**Отрывок:**
● ● ● ● ● ● ●

Быть хорошим экзекутором — значит быть быстрым и точным. Обращаться по-человечески. Отец говорил осужденным: «Осторожно, ступеньки». В Алжире нужно было спуститься с двух ступенек. На самом деле это было для того, чтобы он не видел гильотины. И вот, вместо того чтобы он увидел гильотину и испугался — потому что все-таки это удар — помню, отец говорил: «Осторожно, здесь ступенька!» Это чтобы он смотрел в землю, чтобы он ее не видел. Гильотина была в трех метрах. Экзекутор — не заплечных дел мастер, это не его роль. Есть смерть, и ее уважают. Никто не забавляется тем, чтобы мучить тело, оставлять его на пятнадцать минут на скамье. Однажды один осужденный оставался там несколько секунд. Отец был рассержен тем, что слишком долго его ждал. Да, он оставался вот так на скамье, это длилось несколько секунд… Это невозможно! Он должен опрокинуться, две секунды, и оп, все кончено.
Если бы мне нужно было в двух строчках определить роль экзекутора, я бы сказал: 1) он должен выполнять приказы, не задавая себе вопросов; 2) он должен быть быстрым, но не резким, быть человечным, если можно так сказать в такой момент.
Все это я выполнял, кроме вопроса: виновен ли он? Я задавал себе вопросы. Отец, например, слишком любил эту работу и выполнял приказы, как военный. При Виши, во время казней расклейщиков коммунистических афиш я бы сказался больным или уволился. Это невозможно, я бы не смог выполнить этот приговор. Я не палач в том смысле, в котором это подразумевает закон!

● ● ● ● ● ● ●

**Исходные данные:**
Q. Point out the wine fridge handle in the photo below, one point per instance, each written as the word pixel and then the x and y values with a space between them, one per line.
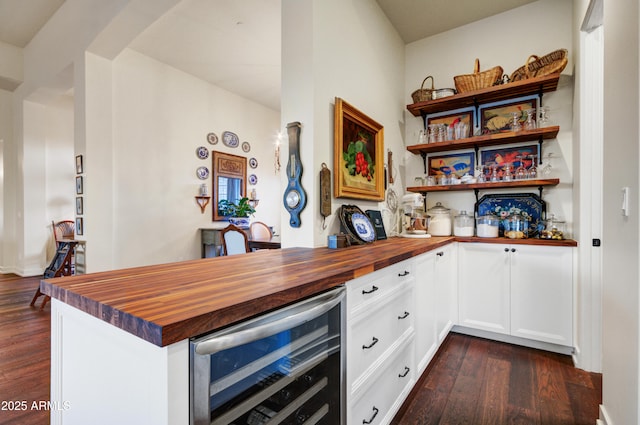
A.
pixel 246 333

● ● ● ● ● ● ●

**Задание:** Напишите продолжение отрывка о работе экзекутора, начиная сразу после его последней фразы. Строки к этому отношения не имеют.

**Ответ:**
Хороший экзекутор не должен заставлять осужденных страдать, он действует быстро. Никто не мог бы помешать отцу действовать медленно. Но казнь — это не пытка! Это не допрос! Даже того, кто совершил ужасные преступления, мы казним потому, что таков закон. Но без ненависти. Мы не кровожадные звери! Конечно, разумеется, если парень хвастается своими «подвигами», тем, что мучил кого-то или совершал убийства, уже нет той жалости. Тут не нужно преувеличивать. Но никогда осужденного ни в какой степени не мучили и не обращались с ним плохо, даже если он совершил ужасные преступления. Нашей задачей не было заставлять их страдать. Экзекутор не будет вставлять пальцы в глаза осужденного. Если вы будете держать его правильно, как я объяснял, скрючив пальцы за ушами, он не может укусить. Хоп, хоп, быстро все сделано. Осужденный настолько застигнут врасплох, что реагирует редко. Значит, действовать быстро, придавая смелости осужденным. Не пугать их еще больше. Конечно, немного трудно говорить парню: «Не бойся!», когда он хвастается тем, что убил семнадцать человек, в том числе женщин и детей.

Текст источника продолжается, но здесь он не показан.